*Task list*:
1: Set down the part of the drug-pricing commentary from "Thomas Donlan of" up to and including "dramatic price increases.", copied word for word.
2: Using the drug-pricing commentary, decide whether each statement agrees with it. Answer yes or no, and quote the deciding words.
(a) Federal and state lawmakers have fought "price gouging" in the prescription-drug industry for more than 50 years.
(b) Only one political party finds cause for outrage in drug shortages and price increases.
(c) The Constitution guarantees patents and copyrights for unlimited terms.
3: Answer these questions from the drug-pricing commentary.
(a) Which publication is Thomas Donlan with?
(b) What purpose does the Constitution give for creators' monopolies?
(c) What is history littered with, according to the last paragraph?

*Passage shown*:
Thomas Donlan of Barron’s focuses his latest editorial commentary on government policies that limit free-market forces in pharmaceuticals.

For more than 50 years, federal and state lawmakers have been fighting “price gouging” in the prescription-drug industry. This slippery term is best defined as “prices higher than my poor, sick constituents can afford to pay, and higher than my taxpayers want to pay to give the drugs to them as welfare.” Both political parties can find cause for outrage in drug shortages and dramatic price increases.

Creators’ monopolies—patents and copyrights for limited terms—are guaranteed in the Constitution, which explains that the purpose is to “promote the progress of science and the useful arts.”

To some, that’s price gouging with a constitutional passport.  …

… The consequences of price fixing may be unintended, but they shouldn’t be unexpected; history is littered with consequences of governmental price fixing and with official denials of responsibility.

*Information*:

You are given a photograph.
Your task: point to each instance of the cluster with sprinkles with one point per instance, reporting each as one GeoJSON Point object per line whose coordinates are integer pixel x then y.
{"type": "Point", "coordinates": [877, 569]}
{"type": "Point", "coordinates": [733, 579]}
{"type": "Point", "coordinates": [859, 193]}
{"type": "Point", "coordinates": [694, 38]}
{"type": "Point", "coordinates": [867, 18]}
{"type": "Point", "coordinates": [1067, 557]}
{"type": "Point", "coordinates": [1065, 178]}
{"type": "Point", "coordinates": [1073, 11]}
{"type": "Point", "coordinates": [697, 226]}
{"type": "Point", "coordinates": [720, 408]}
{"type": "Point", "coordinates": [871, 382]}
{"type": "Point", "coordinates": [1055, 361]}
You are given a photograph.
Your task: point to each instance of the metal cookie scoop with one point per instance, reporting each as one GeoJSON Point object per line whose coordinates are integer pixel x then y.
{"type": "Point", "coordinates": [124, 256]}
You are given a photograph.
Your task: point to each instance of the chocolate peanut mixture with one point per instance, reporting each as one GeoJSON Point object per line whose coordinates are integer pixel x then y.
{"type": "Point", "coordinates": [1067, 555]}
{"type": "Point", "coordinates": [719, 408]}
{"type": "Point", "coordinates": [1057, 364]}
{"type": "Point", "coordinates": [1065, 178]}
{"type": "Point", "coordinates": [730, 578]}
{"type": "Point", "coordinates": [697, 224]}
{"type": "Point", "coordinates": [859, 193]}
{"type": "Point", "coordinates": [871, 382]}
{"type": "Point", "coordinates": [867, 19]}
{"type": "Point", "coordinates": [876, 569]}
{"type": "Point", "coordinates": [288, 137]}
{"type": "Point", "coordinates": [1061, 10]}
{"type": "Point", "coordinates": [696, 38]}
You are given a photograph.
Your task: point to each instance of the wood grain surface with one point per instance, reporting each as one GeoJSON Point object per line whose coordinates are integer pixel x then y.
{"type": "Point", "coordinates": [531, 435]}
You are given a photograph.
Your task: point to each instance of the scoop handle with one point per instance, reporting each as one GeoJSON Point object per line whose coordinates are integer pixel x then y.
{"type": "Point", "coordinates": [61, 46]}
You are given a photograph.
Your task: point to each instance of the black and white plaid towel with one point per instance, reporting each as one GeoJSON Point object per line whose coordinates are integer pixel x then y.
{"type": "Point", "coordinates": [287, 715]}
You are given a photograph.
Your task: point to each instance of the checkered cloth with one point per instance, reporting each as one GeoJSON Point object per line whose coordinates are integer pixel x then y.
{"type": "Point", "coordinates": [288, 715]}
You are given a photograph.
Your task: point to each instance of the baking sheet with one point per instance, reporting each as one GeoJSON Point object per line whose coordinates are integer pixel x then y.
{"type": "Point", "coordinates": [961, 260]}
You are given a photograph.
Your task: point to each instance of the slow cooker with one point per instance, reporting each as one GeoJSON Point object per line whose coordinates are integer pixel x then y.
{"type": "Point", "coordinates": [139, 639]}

*Answers to the problems*:
1:
Thomas Donlan of Barron’s focuses his latest editorial commentary on government policies that limit free-market forces in pharmaceuticals.

For more than 50 years, federal and state lawmakers have been fighting “price gouging” in the prescription-drug industry. This slippery term is best defined as “prices higher than my poor, sick constituents can afford to pay, and higher than my taxpayers want to pay to give the drugs to them as welfare.” Both political parties can find cause for outrage in drug shortages and dramatic price increases.

2:
(a) Yes: "For more than 50 years, federal and state lawmakers have been fighting “price gouging” in the prescription-drug industry."
(b) No: "Both political parties can find cause for outrage in drug shortages and dramatic price increases."
(c) No: "Creators’ monopolies—patents and copyrights for limited terms—are guaranteed in the Constitution"

3:
(a) Barron’s.
(b) To “promote the progress of science and the useful arts.”
(c) Consequences of governmental price fixing and official denials of responsibility.